→ Written instruction
Copy out the entire forum post below, on distance education degrees and UGC-NET eligibility, word for word.

# WARNING!!! For Distance Education students aspiring for UGC-NET / Academics



## zatang (Mar 12, 2010)

I am doing lateral entry MBA from Punjab Technical University. I already did my PGDM through an AICTE approved institute but later came to know that you can’t get into academics without a MBA degree (PGDM is Diploma, Period!!!) 

  Hence I enrolled in lateral entry MBA through PTU in Sep 2009 (with a fees of Rs.20,000). Two weeks before, a colleague of mine in a casual discussion poured doubt over the eligibility of lateral entry program for consideration in UGC-NET. He asked me to file a RTI and I curiously filed it on 4th March 2010. Today I received the response to my letter and I am totally flabbergasted after reading it. 

  Here’s the reply in two parts

  *www.freeimagehosting.net/uploads/02b363eaaa.gif
  *www.freeimagehosting.net/uploads/e0533cc77a.gif 

  To conclude, you can’t get a UGC-NET certificate and can’t go into academics with a distance education degree NOT recognized by ‘*Joint Committee*’. As per the DEC website, only these universities are recognized by ‘*Joint Committee*’.

(Rows excerpted from a collection)
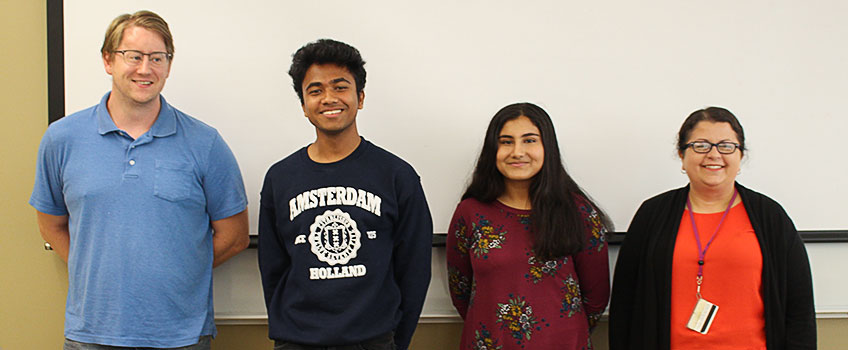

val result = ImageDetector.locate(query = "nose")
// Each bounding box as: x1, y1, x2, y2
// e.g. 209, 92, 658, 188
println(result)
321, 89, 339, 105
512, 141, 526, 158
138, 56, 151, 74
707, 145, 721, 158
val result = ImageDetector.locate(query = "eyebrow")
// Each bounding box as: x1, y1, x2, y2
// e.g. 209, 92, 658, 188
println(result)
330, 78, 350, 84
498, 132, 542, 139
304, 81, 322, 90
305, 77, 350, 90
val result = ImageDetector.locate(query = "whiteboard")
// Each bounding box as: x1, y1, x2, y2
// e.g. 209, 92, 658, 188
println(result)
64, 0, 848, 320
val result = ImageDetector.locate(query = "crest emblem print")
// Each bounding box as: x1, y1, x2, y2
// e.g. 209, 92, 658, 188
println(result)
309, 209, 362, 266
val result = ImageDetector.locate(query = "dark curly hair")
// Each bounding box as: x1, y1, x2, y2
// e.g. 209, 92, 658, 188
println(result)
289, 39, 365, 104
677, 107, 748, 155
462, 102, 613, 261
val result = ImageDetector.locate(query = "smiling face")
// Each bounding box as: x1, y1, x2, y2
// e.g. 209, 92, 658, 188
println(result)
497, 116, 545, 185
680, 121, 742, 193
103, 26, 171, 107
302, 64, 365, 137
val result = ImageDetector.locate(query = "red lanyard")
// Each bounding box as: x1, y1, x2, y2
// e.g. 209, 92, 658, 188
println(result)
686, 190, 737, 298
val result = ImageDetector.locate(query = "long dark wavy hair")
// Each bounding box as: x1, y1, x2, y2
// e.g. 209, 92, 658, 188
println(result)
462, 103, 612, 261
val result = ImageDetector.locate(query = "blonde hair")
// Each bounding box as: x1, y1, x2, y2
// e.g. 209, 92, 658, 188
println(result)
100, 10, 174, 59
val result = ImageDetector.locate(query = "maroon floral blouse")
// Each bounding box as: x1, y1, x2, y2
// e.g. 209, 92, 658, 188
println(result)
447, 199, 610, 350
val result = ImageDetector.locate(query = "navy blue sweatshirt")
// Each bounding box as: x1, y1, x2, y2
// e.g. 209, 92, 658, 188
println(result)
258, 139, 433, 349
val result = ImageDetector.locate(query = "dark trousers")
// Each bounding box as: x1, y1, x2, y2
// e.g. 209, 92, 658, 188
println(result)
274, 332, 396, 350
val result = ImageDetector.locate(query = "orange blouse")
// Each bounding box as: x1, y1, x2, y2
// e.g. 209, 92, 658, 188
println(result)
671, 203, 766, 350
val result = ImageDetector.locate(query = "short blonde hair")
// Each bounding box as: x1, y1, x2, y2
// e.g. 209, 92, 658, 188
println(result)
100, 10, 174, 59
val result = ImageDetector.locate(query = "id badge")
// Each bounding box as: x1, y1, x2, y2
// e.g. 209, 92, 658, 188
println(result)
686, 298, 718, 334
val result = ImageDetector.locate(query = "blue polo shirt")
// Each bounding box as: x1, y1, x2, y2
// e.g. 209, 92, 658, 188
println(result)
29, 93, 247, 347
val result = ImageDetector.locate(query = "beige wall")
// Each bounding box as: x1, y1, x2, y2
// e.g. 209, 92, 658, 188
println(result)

→ Exercise result
# WARNING!!! For Distance Education students aspiring for UGC-NET / Academics



## zatang (Mar 12, 2010)

I am doing lateral entry MBA from Punjab Technical University. I already did my PGDM through an AICTE approved institute but later came to know that you can’t get into academics without a MBA degree (PGDM is Diploma, Period!!!) 

  Hence I enrolled in lateral entry MBA through PTU in Sep 2009 (with a fees of Rs.20,000). Two weeks before, a colleague of mine in a casual discussion poured doubt over the eligibility of lateral entry program for consideration in UGC-NET. He asked me to file a RTI and I curiously filed it on 4th March 2010. Today I received the response to my letter and I am totally flabbergasted after reading it. 

  Here’s the reply in two parts

  *www.freeimagehosting.net/uploads/02b363eaaa.gif
  *www.freeimagehosting.net/uploads/e0533cc77a.gif 

  To conclude, you can’t get a UGC-NET certificate and can’t go into academics with a distance education degree NOT recognized by ‘*Joint Committee*’. As per the DEC website, only these universities are recognized by ‘*Joint Committee*’.